━━ DATA TO PROCESS

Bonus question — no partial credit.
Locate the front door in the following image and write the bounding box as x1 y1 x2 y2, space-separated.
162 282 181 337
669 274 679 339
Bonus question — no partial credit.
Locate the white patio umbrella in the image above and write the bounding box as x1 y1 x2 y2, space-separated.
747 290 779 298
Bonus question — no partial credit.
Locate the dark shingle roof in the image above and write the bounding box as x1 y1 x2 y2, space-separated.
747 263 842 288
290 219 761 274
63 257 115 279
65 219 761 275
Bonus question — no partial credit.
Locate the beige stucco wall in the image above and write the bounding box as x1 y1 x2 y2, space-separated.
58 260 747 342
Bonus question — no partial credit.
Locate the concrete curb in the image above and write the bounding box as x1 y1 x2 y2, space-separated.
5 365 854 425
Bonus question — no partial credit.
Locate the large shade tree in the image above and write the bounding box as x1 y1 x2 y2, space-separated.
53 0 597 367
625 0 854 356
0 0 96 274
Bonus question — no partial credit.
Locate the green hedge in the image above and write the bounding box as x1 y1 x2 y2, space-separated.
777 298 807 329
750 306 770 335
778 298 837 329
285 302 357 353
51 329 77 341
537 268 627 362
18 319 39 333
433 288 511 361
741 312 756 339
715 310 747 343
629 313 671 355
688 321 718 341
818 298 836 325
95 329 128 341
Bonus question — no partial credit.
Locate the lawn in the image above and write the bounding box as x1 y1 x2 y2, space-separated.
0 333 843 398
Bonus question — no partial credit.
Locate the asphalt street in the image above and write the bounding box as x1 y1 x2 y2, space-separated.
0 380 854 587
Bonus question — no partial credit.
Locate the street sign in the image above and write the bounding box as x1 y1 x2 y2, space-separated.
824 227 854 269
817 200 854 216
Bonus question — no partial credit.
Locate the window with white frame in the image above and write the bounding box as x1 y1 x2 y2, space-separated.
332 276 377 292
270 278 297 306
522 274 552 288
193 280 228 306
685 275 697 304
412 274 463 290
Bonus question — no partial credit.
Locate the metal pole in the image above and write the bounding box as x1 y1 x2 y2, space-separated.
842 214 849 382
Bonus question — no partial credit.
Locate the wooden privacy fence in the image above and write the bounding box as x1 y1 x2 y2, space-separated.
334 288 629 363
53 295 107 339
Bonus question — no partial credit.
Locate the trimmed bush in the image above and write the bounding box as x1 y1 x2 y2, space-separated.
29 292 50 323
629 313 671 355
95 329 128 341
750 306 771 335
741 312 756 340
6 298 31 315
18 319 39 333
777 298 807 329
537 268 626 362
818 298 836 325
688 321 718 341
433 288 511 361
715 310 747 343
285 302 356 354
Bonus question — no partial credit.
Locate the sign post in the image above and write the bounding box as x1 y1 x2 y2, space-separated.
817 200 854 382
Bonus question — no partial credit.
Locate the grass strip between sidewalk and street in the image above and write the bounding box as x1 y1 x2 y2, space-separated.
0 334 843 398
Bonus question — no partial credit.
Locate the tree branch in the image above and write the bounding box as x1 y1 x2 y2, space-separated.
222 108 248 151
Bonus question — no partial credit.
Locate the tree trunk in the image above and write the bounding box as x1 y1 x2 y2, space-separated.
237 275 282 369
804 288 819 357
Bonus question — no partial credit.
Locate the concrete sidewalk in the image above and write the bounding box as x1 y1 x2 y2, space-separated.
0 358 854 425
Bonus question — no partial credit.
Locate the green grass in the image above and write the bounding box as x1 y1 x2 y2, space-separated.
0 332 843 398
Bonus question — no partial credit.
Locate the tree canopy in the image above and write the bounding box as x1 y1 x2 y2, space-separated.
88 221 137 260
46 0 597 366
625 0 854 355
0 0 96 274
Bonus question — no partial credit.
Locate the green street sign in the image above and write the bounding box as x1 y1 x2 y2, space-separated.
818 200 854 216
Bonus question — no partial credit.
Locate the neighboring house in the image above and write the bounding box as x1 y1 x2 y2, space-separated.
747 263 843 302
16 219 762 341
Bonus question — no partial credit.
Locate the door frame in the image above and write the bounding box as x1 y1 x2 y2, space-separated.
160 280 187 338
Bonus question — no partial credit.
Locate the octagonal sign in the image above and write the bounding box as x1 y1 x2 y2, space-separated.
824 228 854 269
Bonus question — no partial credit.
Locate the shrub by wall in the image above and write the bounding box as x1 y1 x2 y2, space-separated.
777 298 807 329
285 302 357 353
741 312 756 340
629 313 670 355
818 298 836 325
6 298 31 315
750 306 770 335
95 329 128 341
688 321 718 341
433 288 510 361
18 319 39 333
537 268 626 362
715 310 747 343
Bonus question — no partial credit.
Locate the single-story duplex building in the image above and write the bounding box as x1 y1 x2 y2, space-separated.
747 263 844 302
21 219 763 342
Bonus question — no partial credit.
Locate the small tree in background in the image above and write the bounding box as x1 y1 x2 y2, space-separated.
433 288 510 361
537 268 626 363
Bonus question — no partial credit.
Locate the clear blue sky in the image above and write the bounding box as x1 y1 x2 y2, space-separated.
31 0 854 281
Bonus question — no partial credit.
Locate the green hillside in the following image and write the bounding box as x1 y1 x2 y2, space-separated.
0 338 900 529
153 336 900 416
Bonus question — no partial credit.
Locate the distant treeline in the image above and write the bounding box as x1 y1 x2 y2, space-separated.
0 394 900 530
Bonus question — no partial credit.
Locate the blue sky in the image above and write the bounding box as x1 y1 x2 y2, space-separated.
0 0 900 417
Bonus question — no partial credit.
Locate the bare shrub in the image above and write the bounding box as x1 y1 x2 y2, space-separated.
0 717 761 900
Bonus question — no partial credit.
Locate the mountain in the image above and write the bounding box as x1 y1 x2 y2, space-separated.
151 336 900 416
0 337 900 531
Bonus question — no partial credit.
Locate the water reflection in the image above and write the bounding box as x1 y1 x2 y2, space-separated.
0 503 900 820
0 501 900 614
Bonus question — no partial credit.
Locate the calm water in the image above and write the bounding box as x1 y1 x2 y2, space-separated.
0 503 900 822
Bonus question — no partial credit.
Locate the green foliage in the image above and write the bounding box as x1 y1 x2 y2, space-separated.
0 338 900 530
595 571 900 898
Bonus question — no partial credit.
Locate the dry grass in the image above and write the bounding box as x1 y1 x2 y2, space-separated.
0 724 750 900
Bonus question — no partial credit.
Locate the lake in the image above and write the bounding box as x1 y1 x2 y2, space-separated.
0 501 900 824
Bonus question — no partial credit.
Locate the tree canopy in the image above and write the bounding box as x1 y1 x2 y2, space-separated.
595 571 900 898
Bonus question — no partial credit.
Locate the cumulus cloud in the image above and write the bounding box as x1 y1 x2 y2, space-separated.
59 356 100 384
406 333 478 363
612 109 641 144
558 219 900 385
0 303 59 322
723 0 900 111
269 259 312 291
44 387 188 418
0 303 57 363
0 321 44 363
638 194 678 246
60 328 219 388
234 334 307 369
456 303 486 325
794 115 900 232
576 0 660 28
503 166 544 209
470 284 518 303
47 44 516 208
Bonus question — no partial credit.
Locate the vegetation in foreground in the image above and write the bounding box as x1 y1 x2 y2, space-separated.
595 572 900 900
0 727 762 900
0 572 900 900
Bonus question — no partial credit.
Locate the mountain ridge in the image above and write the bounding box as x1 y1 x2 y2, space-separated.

━━━━

### INSTRUCTION
Rescale only the rows from the start of the data through the line with "842 214 849 382", reproducing every line including the requests. Multiply each box coordinate in the answers by 0.65 and round to whole numbers, rounding halves up.

### ANSWER TO THE EXERCISE
Bonus question — no partial credit.
Locate the front door in the following image and write the bounding box as x1 y1 x2 y2, space-separated.
105 183 118 219
435 178 441 220
Bonus question — no partial credit.
Locate the white patio umbrella in the image above and write the bounding box as x1 y1 x2 y2, space-separated.
486 189 506 194
Bonus question — no partial credit.
Locate the dark shingle roof in the image above and write the bounding box as x1 y1 x2 y2, space-separated.
486 171 547 187
189 142 495 178
41 167 75 181
42 142 495 179
Bonus question — no partial credit.
Locate the beige stucco wall in the image above and write the bounding box as x1 y1 x2 y2, space-separated.
38 169 486 222
Bonus question — no partial credit.
Locate the concrete curb in the image above and write the bounding box as x1 y1 x2 y2, space-separated.
3 237 555 276
Bonus question — no partial credit.
Locate the large shade tree in the image above and write the bounding box as x1 y1 x2 y2, space-separated.
34 0 388 239
406 0 555 231
0 0 62 178
Bonus question — no partial credit.
Locate the green hedge in the image above and write the bounding box as x1 y1 x2 y2, space-separated.
505 194 525 214
488 199 501 218
506 194 544 214
185 196 232 229
33 214 50 222
349 174 408 235
12 207 25 216
281 187 332 235
482 203 491 220
465 202 486 223
409 203 436 231
447 209 467 222
532 194 543 211
62 214 83 222
Bonus question — no partial credit.
Locate the lawn in the image above and write the bounding box as x1 y1 x2 y2, space-separated.
0 216 548 259
Bonus question — no partial credit.
Locate the asphalt street in the image above and write the bounding box as x1 y1 x2 y2, space-separated.
0 247 555 382
Bonus question — no partial credit.
Locate the street sign in the image above and write the bounding box as x1 y1 x2 y2, space-separated.
536 148 555 175
531 130 555 140
Bonus question — no partial credit.
Locate the window with white frame in the image above and write the bounding box as x1 y1 x2 y2, space-separated.
216 179 245 190
176 181 193 199
339 178 359 187
125 182 148 199
445 179 453 198
268 178 301 189
Bonus question — no partial credit.
Locate the metal pole in the image above and write the bounding box as x1 y1 x2 y2, space-separated.
547 139 552 248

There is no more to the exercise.